» **REQUIREMENT**
If a line in the data has the string "Target", please show it.
** Opening RECORDS SHOWN block **
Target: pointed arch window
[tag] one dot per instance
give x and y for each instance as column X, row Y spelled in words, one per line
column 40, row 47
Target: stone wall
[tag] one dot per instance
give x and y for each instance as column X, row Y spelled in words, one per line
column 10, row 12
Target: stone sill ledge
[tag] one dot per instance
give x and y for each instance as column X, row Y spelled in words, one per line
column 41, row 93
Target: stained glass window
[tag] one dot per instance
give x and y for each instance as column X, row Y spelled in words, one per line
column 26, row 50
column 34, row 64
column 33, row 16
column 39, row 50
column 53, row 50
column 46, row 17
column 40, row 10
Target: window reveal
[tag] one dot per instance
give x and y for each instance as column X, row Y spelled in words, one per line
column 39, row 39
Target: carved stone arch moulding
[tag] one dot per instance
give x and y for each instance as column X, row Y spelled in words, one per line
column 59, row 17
** Closing RECORDS SHOWN block **
» **EXERCISE OUTPUT**
Target: pointed arch window
Target: stone wall
Target: stone sill ledge
Target: stained glass window
Target: window reveal
Target: carved stone arch moulding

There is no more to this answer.